- Coveteur
- Posts
- How this Travel Exec Explores & Unwinds
How this Travel Exec Explores & Unwinds
Happy Monday! As we officially enter mid-November, our staffers share the seasonal products they consumed last week—including eye masks, hair gel, and facial treatments. Our Style Editor, Camille, also speaks with a long-time Swiftie and blogger on what Taylor Swift could be doing better with her fashion choices, and our Culture Editor, Andie Eisen, shares the personality you need to pull off a bob. Plus, a new Close-Up with travel publication Lonely Planet’s Creative Director, Annie Georgia Greenberg. – Samantha
LATELY ON COVETEUR
Everything our staffers consumed last week — From humidifiers to facials to new Showtime shows. |
Blogger and long-time Swiftie, Cookie Cohen, seeks more from Taylor Swift’s fashion choices. |
Our Culture Editor, Andie Eisen, shares what it takes to pull off a bob. |
THE CLOSE-UP
Inside the Life of Lonely Planet’s Creative Director, Annie Georgia Greenberg
Welcome to “The Close-Up,” where we indulge in conversations with tastemakers, entrepreneurs, designers, and others paving the way in their respective industries. Focusing on the people at the forefront of innovative and diverse companies, join us as we uncover their style ethos, guiding principles, challenges, and insights that have made them successful in the worlds of fashion, beauty, art, and beyond.
This week, I had the pleasure of speaking to Annie Georgia Greenberg, Creative Director of the travel publication, Lonely Planet. Ahead, we chat about her day-to-day at Lonely Planet, where she gains travel inspo, and of course, the travel essentials she always packs.
Samantha Wu: What are your main responsibilities as a creative director and what does your day-to-day look like?
Annie Georgia Greenberg: I oversee our creative brand marketing; our commercial business; creative commercial business on the creative pitching and execution side; and our social, photo, and video teams. Every day looks different because the needs of the org are different, and also because I'm personally addicted to making things myself. I like to go into the field if and when I can. Sometimes I'll be in Mongolia in the middle of nowhere, but most of the time I'm in an office or in meetings, collaborating cross-functionally with members of my team that span a lot of different time zones all over the world. It's really fun to get to work on so many different types of projects across those business channels. I have a really fun job. I basically look after how Lonely Planet shows up in the world.
SW: Can you tell me how your role at Refinery29 set you up for your current role?
AGG: My role at Refinery29 was non-traditional from the start. My first role there was the New York editor, and I held that job right out of college. I was publishing eight articles a day and overseeing our New York Channel newsletter. I had to get crisp on managing budgets, planning content calendars, and writing. I evolved when we created a video team to be both in front of and behind the camera on commercial and editorial video content. Knowing what it was like both in front of the camera and behind the camera, what it takes to pitch and scale content for different brands, [I] eventually became the supervising producer of our original video series with doc projects that shot internationally.

__________________________________________________

__Instruction A__.
State how many lines in the entries below contain the string "parka". Give only the number.

Records
__________________________________________________

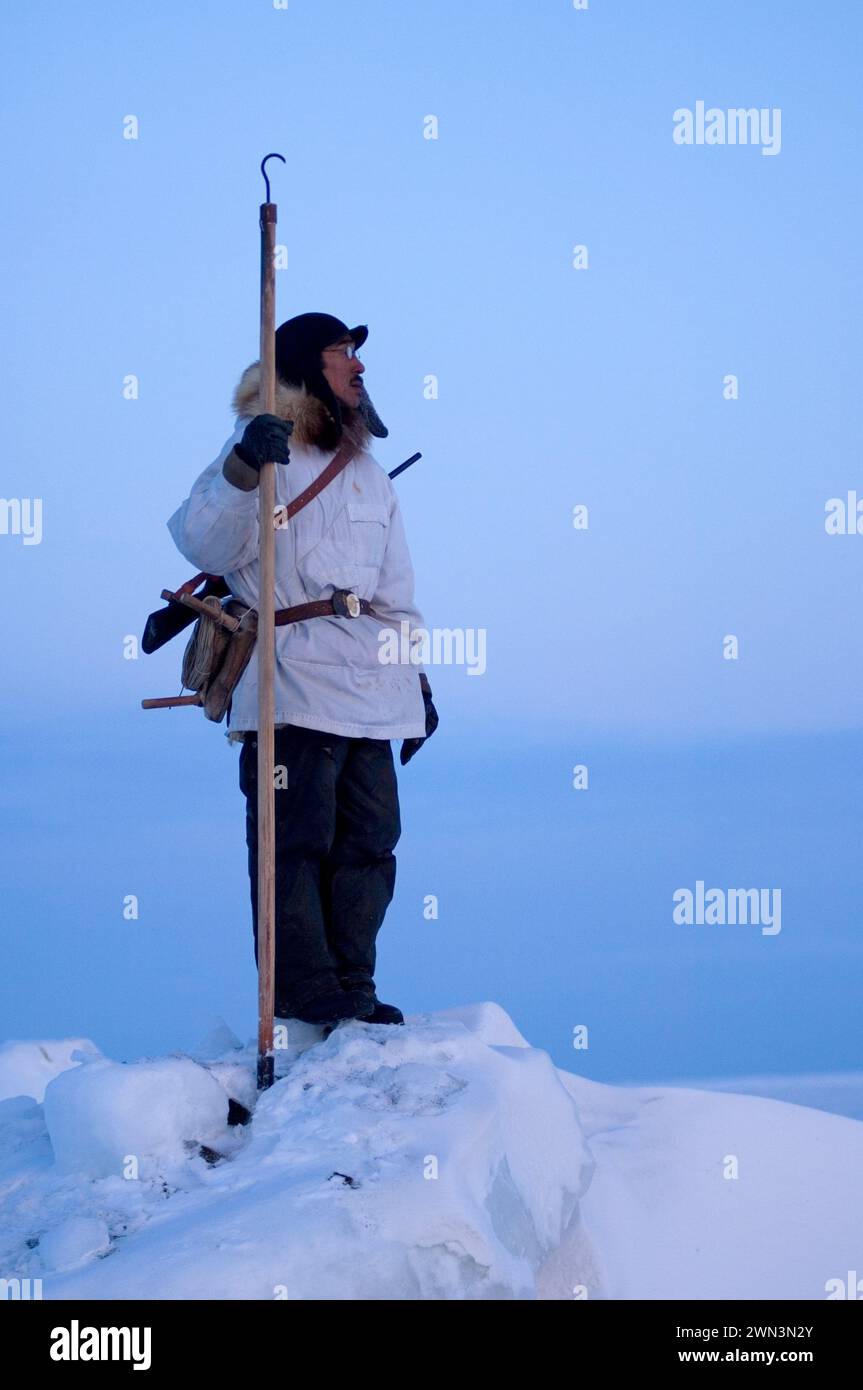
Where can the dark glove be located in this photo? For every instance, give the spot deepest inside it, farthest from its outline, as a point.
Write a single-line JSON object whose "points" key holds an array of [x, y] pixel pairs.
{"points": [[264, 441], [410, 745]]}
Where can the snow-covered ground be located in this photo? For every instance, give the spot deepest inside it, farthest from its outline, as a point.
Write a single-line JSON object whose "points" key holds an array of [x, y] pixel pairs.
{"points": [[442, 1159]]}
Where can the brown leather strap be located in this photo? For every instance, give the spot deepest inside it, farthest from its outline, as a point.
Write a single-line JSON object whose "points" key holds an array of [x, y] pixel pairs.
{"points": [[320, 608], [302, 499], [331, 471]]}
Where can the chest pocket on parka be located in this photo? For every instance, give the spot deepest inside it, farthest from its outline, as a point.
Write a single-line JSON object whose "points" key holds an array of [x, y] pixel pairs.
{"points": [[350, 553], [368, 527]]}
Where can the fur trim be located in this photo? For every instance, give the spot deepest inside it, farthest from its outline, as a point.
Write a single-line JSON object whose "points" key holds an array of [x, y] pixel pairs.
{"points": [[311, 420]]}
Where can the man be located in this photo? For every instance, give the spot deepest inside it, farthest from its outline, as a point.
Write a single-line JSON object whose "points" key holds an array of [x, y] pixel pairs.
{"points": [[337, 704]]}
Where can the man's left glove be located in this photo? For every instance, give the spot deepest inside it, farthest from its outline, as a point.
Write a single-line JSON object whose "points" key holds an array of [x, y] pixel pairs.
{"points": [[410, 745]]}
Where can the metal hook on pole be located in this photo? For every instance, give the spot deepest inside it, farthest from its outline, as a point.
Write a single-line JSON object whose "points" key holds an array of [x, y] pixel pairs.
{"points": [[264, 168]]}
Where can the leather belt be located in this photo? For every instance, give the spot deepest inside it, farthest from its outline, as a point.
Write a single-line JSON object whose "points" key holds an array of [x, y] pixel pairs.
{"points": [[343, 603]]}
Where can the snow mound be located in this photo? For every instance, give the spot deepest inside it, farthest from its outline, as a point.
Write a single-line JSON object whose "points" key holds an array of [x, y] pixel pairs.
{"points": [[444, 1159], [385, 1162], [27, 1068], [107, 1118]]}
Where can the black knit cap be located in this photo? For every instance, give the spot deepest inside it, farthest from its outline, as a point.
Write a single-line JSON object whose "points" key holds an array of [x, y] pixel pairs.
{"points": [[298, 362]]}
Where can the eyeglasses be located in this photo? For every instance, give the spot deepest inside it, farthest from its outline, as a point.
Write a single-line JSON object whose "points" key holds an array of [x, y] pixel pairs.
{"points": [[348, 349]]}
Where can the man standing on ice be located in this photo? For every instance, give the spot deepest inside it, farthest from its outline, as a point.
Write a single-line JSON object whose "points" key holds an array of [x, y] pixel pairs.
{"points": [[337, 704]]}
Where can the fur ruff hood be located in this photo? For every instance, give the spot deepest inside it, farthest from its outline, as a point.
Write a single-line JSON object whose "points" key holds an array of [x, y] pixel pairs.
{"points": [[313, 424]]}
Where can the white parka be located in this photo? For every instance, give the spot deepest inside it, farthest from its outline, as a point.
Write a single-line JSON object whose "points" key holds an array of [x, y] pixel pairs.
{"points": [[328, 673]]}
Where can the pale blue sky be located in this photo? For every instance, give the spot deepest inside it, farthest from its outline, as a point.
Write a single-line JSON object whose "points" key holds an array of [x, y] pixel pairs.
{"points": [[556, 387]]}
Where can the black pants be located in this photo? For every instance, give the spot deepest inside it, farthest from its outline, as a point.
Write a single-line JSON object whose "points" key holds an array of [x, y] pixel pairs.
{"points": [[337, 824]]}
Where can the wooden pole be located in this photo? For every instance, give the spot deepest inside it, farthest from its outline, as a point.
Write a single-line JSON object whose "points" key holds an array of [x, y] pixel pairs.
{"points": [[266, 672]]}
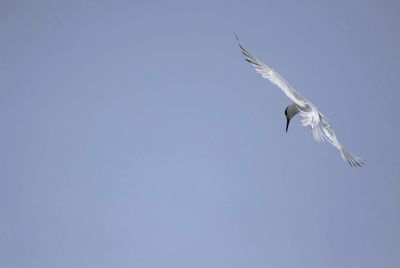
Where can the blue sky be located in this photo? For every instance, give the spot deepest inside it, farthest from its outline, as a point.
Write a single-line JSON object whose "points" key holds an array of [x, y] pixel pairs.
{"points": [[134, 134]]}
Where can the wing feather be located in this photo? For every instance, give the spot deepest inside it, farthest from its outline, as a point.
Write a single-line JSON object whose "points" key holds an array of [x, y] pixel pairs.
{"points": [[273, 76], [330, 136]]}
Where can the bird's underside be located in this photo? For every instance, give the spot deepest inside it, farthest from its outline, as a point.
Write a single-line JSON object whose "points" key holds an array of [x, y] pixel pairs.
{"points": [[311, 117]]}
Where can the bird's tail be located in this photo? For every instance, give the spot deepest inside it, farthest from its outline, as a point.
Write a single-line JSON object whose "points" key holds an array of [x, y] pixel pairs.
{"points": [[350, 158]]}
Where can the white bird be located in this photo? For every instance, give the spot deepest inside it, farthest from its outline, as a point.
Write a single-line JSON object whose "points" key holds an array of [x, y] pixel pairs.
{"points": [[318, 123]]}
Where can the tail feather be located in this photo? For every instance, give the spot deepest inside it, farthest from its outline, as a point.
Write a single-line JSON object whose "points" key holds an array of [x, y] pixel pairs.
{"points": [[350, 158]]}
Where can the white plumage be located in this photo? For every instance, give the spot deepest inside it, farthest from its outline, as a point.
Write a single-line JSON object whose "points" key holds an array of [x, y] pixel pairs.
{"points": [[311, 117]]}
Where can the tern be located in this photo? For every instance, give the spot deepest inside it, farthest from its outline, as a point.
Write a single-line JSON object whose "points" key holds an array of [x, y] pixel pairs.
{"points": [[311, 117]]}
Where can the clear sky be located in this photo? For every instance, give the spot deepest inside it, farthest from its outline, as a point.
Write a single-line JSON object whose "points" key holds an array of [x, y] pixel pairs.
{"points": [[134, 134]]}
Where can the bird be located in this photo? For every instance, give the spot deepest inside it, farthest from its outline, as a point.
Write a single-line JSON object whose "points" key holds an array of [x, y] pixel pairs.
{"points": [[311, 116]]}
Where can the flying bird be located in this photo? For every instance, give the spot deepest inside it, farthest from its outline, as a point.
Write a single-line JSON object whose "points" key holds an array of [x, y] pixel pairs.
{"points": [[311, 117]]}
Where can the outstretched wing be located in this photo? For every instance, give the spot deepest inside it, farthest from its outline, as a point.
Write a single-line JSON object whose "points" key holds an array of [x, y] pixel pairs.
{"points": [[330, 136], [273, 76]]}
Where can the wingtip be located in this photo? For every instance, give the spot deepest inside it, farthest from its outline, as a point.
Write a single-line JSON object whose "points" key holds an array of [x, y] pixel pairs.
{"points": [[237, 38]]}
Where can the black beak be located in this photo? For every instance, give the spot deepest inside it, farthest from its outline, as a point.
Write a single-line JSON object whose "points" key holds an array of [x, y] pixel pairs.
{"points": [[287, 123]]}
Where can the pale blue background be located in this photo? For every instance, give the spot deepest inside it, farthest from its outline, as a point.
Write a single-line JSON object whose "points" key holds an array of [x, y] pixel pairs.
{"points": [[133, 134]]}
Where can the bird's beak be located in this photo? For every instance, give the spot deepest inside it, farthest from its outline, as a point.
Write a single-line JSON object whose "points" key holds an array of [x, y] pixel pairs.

__________________________________________________

__Instruction B__.
Extend the interview with Lonely Planet's creative director, Annie Georgia Greenberg, starting after its final sentence above.

__Exercise output A__.
2

__Exercise output B__.
I was really lucky in that I was able to get a lot of different kinds of experience that I now apply every day to my job as creative director at Lonely Planet. It was a winding journey, but I feel like I have a little bit of experience in a lot of creative fields that lets me be not an authority by any means, but be able to speak to a lot of different types of creatives that I work with and collaborate with every day.
SW: What has been your favorite project at Lonely Planet?
AGG: My favorite series that I've worked on today is our Best in Travel series. It's our big annual list of destinations, and we get to do a video series on that. This year's is all about the senses. So, what does a place look like? Taste like? Smell like? Feel like? Sound like? I actually got to produce episodes in Nairobi and Mongolia.
We work with an amazing production team on the ground of cool locals who help bring a place to life. I think that's a format that is very experimental. It's unlike anything we've produced before and was a big swing. It pays off because you really get a sense of a place from the people who live there and know it best. It's as close to an on-the-ground experience as you can get without being there.
SW: Where do you personally gain travel inspiration for work or otherwise?
AGG: A lot of it is based on the great content that comes out of Lonely Planet, our guidebooks, and what we publish, and getting inspired by these incredible destinations. The more you know about anything, the more interested you are in it. I want to go places based on things I haven't done and things I want to learn. I want to get better at surfing, so I want to take a surfing trip and that will lead to a certain type of adventure. I've never been to a concert at Red Rocks, so I want to take a trip there.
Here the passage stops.